While this quote is philosophical in nature, the results are plainly visible.
In their drive to advance the global empire, corporations, banks, and governments (collectively the corporatocracy) use their financial and political muscle to ensure that our schools, businesses, and media support both the fallacious concept and its corollary. They have brought us to a point where our global culture is a monstrous machine that requires exponentially increasing amounts of fuel and maintenance, so much so that in the end it will have consumed everything in sight and will be left with no choice but to devour itself. The corporatocracy is not a conspiracy, but its members do endorse common values and goals. One of corporatocracy’s most important functions is to perpetuate and continually expand and strengthen the system. The lives of those who “make it,” and their accoutrements — their mansions, yachts, and private jets — are presented as models to inspire us all to consume, consume, consume. Every opportunity is taken to convince us that purchasing things is our civic duty, that pillaging the earth is good for the economy and therefore serves our higher interests. People like me are paid outrageously high salaries to do the system’s bidding. If we falter, a more malicious form of hit man, the jackal, steps to the plate. And if the jackal fails, then the job falls to the military.

Entries drawn from a collection
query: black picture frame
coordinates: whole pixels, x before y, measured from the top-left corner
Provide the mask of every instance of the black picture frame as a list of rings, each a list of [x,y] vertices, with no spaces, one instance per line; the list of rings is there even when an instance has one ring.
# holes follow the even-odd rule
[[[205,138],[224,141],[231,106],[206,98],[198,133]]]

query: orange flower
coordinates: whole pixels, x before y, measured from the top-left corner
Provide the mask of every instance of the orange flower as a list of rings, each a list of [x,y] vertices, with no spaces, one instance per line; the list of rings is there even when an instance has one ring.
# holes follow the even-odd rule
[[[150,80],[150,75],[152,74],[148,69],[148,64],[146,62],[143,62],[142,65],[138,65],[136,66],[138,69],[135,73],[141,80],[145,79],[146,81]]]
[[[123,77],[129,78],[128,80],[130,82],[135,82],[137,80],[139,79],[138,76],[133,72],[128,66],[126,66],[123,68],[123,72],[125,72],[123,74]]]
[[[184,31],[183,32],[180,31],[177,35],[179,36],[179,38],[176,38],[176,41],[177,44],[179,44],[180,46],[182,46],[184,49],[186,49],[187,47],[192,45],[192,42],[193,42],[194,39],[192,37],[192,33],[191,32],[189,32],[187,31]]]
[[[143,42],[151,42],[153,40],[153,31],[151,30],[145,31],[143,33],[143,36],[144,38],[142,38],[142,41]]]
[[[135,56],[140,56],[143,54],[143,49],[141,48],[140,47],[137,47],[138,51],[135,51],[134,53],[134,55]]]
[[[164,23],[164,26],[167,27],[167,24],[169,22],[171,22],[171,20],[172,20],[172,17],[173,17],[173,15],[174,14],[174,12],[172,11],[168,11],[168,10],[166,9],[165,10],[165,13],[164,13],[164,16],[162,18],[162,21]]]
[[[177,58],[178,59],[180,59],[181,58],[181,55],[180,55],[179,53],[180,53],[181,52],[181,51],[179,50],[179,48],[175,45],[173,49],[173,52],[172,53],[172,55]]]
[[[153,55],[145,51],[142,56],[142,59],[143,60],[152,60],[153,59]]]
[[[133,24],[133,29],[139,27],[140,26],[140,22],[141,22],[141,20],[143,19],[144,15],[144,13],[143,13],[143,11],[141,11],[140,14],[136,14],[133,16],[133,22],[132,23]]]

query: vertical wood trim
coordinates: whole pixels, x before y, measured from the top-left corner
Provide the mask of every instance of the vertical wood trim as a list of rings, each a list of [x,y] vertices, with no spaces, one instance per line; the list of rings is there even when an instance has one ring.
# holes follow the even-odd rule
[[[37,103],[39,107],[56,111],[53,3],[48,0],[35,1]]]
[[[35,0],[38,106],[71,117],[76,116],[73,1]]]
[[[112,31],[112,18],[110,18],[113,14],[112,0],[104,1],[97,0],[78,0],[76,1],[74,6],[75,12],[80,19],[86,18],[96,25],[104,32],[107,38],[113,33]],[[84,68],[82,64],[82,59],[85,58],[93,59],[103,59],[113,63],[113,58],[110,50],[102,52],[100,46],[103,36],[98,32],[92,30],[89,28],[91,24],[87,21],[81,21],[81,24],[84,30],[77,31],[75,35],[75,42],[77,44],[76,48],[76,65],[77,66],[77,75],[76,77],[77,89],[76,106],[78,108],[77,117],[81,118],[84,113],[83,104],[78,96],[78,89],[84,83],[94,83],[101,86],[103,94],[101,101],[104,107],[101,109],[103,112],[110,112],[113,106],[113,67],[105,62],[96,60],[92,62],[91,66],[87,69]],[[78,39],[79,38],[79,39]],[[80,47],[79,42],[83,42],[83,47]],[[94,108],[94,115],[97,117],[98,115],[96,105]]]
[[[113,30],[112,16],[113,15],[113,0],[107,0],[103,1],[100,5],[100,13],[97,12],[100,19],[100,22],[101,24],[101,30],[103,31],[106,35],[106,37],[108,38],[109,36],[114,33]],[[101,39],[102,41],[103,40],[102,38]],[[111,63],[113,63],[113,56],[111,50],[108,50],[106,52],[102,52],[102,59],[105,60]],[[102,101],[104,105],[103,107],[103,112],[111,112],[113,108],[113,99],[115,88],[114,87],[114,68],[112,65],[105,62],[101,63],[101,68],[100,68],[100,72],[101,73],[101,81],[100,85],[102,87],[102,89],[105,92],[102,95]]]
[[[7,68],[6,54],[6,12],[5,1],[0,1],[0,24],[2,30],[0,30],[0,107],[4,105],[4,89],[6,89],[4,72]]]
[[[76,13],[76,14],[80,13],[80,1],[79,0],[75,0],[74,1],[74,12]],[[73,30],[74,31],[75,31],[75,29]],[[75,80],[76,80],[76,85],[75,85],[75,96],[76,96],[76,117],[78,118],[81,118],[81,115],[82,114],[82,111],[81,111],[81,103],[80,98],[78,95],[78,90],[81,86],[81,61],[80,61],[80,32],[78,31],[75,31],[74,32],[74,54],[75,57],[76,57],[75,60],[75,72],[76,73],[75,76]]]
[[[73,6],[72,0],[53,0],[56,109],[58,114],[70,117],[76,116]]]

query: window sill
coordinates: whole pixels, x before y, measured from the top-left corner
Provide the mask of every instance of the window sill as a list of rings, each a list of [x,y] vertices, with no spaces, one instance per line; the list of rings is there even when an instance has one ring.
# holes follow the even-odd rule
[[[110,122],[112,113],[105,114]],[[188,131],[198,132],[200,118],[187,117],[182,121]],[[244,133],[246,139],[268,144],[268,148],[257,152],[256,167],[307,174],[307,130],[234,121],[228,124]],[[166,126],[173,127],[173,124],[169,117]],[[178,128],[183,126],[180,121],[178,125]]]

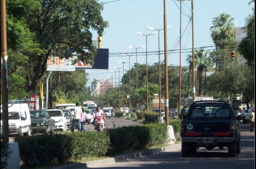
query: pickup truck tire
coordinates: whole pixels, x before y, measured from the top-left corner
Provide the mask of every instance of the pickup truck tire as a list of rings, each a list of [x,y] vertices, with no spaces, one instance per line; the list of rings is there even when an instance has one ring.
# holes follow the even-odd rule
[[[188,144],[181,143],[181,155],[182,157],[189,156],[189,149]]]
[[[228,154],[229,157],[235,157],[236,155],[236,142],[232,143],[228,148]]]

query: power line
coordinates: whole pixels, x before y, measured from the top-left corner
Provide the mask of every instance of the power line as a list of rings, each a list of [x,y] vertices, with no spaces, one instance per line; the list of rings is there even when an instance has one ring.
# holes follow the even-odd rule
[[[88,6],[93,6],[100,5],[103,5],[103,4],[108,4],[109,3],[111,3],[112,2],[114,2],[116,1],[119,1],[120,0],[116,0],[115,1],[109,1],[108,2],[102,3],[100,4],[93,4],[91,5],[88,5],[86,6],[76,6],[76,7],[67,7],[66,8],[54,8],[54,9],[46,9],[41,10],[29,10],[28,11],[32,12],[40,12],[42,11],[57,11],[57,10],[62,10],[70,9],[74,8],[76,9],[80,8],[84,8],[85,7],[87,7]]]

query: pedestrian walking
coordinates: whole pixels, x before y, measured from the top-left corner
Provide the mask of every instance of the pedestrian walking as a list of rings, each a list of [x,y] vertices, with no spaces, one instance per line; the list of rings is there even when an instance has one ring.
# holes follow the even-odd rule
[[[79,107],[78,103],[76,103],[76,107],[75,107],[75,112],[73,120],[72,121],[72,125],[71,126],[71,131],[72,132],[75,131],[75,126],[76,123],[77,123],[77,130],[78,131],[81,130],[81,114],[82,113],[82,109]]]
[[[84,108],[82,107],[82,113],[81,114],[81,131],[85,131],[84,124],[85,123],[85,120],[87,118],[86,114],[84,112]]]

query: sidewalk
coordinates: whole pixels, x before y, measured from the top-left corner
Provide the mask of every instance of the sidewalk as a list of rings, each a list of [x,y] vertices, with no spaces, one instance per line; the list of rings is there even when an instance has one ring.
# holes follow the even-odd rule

---

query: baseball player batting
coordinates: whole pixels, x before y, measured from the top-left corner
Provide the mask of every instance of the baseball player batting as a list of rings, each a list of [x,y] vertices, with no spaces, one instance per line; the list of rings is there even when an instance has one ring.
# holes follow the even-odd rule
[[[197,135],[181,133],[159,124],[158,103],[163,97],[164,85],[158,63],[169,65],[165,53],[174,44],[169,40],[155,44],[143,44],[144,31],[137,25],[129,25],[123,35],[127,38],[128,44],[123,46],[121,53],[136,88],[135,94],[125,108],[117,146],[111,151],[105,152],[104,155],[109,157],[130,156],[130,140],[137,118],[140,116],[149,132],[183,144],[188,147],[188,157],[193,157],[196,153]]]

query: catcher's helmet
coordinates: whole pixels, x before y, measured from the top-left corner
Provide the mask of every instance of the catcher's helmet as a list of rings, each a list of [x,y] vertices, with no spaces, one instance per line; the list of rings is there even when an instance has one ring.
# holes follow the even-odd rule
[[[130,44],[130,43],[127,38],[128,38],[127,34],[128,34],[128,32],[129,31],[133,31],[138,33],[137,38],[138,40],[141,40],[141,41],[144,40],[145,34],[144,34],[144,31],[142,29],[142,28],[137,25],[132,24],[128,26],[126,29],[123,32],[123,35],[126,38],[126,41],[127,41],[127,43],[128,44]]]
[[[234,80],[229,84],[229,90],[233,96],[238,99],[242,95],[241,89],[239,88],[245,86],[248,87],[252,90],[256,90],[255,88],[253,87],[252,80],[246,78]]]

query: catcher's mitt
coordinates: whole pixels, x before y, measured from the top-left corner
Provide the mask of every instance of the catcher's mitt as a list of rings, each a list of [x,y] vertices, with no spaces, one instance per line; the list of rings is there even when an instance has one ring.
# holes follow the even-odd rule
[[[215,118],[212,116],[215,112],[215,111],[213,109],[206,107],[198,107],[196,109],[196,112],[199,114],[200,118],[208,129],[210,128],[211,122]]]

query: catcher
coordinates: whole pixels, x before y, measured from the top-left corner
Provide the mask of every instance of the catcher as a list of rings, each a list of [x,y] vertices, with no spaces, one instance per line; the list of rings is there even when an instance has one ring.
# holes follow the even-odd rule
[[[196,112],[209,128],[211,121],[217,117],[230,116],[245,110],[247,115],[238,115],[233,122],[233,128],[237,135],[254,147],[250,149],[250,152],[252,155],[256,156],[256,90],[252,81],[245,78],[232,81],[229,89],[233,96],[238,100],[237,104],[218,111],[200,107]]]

--

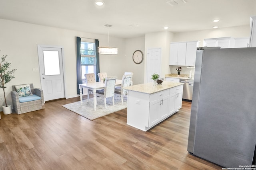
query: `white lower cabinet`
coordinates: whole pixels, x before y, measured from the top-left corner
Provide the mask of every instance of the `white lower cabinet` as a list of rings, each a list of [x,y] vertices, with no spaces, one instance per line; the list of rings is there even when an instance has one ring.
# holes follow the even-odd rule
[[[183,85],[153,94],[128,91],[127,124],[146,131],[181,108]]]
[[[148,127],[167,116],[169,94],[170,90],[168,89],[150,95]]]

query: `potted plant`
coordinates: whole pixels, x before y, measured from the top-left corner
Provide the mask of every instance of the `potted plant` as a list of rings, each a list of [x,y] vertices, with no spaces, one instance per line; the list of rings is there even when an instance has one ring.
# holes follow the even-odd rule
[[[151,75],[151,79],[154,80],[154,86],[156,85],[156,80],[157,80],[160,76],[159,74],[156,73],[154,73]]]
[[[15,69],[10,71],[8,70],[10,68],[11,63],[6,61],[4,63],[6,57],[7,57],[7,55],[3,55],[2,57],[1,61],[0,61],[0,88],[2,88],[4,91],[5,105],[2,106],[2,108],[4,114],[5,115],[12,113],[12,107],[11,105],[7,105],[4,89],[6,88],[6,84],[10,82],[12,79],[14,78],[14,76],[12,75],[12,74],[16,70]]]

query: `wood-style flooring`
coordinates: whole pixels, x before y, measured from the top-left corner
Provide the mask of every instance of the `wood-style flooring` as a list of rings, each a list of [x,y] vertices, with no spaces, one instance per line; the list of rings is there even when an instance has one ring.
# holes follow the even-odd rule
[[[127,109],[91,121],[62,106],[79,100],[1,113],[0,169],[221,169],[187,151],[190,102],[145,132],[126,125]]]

:: Given request ::
Decide whether each statement agrees with the corporatocracy excerpt, answering yes or no and quoting the words that decide it: (a) The corporatocracy is described as a conspiracy. (b) The military takes over the job when the jackal fails. (c) People like the narrator receive modest pay for their work. The listing has no connection to the corporatocracy excerpt.

:: Solution for this task ::
(a) No: "The corporatocracy is not a conspiracy"
(b) Yes: "And if the jackal fails, then the job falls to the military."
(c) No: "People like me are paid outrageously high salaries to do the system’s bidding."